Set task
Please rewrite every line from the start of the items through the line holding "[272,24,294,34]", inclusive, keeping each line. Multiply every box coordinate by 0.55 and round to whole numbers, with halves going up, and leave everything else unchanged.

Dataset content
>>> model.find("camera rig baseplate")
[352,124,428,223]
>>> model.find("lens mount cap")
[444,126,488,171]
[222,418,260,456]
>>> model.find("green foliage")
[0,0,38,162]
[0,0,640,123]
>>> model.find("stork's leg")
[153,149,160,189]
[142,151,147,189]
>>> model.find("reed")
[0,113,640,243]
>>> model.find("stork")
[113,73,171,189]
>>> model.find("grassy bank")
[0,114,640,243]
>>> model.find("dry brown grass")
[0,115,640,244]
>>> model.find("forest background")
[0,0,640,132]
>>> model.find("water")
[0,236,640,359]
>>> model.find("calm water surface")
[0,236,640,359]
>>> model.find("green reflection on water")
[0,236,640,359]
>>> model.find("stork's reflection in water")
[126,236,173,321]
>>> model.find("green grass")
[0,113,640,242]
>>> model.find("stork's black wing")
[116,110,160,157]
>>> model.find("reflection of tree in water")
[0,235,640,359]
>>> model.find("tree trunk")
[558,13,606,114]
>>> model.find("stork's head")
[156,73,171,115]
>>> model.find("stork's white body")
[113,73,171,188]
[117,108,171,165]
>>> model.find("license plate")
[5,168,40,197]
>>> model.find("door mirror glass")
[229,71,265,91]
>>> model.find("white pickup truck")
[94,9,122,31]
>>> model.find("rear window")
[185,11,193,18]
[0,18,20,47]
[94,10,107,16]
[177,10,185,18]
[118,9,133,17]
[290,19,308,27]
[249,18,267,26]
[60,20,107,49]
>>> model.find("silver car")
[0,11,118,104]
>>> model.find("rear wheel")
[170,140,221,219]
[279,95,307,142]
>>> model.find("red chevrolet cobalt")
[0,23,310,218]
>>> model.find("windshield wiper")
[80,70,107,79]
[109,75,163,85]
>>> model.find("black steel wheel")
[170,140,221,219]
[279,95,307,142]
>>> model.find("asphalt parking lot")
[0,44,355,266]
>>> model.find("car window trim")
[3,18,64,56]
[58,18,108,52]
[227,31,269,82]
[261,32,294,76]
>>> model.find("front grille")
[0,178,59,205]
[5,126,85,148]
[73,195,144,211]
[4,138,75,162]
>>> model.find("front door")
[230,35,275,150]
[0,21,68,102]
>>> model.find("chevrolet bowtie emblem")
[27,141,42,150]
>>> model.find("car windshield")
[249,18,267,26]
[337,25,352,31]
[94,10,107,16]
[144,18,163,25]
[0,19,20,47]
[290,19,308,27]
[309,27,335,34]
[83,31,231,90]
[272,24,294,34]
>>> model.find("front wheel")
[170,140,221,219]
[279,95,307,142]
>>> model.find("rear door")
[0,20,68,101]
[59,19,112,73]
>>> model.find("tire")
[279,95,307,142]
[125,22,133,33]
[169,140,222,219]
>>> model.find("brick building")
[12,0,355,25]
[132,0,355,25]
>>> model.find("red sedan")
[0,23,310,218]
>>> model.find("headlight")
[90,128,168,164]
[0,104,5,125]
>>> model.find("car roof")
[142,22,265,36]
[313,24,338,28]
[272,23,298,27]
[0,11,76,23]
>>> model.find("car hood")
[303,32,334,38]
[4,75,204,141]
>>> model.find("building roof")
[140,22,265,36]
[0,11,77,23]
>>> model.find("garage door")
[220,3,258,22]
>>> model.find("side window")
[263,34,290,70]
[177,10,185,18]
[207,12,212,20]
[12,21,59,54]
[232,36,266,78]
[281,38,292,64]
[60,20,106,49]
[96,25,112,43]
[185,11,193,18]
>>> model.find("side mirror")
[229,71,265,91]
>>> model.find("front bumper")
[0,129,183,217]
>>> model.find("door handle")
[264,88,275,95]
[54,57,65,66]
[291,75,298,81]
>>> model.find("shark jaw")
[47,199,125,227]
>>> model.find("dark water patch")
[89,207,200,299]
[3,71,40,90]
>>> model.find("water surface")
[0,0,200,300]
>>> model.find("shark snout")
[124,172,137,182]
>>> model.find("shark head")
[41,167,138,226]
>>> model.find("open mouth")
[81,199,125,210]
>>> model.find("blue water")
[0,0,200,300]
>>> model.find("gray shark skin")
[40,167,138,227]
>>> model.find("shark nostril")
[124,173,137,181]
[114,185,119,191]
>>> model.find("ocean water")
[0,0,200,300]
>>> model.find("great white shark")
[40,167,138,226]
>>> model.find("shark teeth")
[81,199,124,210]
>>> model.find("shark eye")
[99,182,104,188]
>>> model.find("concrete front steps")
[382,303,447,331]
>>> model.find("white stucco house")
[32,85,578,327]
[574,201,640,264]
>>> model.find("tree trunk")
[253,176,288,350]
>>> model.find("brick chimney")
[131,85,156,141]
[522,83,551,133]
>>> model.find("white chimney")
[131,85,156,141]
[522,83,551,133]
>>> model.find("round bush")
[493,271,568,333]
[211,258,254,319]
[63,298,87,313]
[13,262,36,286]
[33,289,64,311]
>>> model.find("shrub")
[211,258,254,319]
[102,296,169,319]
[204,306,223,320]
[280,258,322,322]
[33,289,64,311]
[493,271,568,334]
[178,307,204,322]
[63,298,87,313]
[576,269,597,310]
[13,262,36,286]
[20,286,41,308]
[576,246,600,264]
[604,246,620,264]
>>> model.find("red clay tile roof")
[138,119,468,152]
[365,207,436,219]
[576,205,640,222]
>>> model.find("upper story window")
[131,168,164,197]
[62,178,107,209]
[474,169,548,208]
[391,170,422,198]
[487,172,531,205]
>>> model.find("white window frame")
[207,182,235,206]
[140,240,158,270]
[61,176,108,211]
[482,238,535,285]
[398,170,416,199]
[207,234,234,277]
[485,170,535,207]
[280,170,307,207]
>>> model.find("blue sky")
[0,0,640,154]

Result of the exercise
>>> model.find("camera rig baseplate")
[194,68,235,123]
>>> model.find("lens mount cap")
[244,69,268,94]
[122,230,143,251]
>>> model.find("green foliage")
[0,0,21,89]
[0,0,352,68]
>>> model.find("stork's leg")
[84,82,88,104]
[78,83,81,104]
>>> model.find("reed")
[0,62,352,134]
>>> model.find("stork")
[62,40,94,104]
>>> model.find("grassy bank")
[0,63,352,134]
>>> model.find("dry brown grass")
[0,63,352,134]
>>> model.find("forest background")
[0,0,352,73]
>>> model.find("water")
[0,130,352,197]
>>> model.find("calm water surface")
[0,130,352,197]
>>> model.find("green reflection on water")
[0,130,352,197]
>>> model.find("stork's reflection in water")
[69,130,95,177]
>>> model.find("green grass")
[0,62,352,133]
>>> model.find("stork's black wing")
[64,61,88,86]
>>> model.find("reflection of tree in water")
[0,129,352,197]
>>> model.find("tree trunk")
[307,7,333,63]
>>> model.find("stork's head")
[86,40,94,63]
>>> model.find("stork's white body")
[62,40,94,103]
[64,59,94,91]
>>> model.find("license plate")
[3,92,22,108]
>>> model.find("door mirror glass")
[126,39,146,50]
>>> model.find("white pickup truck")
[52,5,67,17]
>>> model.find("rear window")
[102,6,106,10]
[0,10,11,26]
[52,6,59,9]
[97,6,102,10]
[65,5,73,9]
[160,10,169,15]
[137,10,147,14]
[33,11,59,27]
>>> model.find("silver car")
[0,6,65,57]
>>> model.find("rear wheel")
[94,77,122,120]
[153,52,169,78]
>>> model.find("red chevrolet cobalt")
[0,13,171,120]
>>> model.find("windshield wiper")
[44,39,59,43]
[60,41,90,47]
>>> model.find("black steel wheel")
[94,77,122,120]
[153,52,169,78]
>>> model.find("asphalt parking lot")
[0,24,195,146]
>>> model.find("car window trim")
[2,10,35,31]
[32,10,59,29]
[125,17,148,45]
[144,18,162,42]
>>> model.find("front grille")
[0,98,32,113]
[3,69,47,81]
[40,107,79,116]
[2,76,41,89]
>>> model.find("front door")
[127,19,151,83]
[0,12,37,56]
>>> model.find("chevrolet bowtie emblem")
[15,78,23,83]
>>> model.find("car windshield")
[137,10,147,14]
[185,14,194,17]
[52,6,59,9]
[79,10,90,14]
[0,10,11,26]
[160,10,169,15]
[170,15,184,19]
[46,17,127,50]
[150,13,162,19]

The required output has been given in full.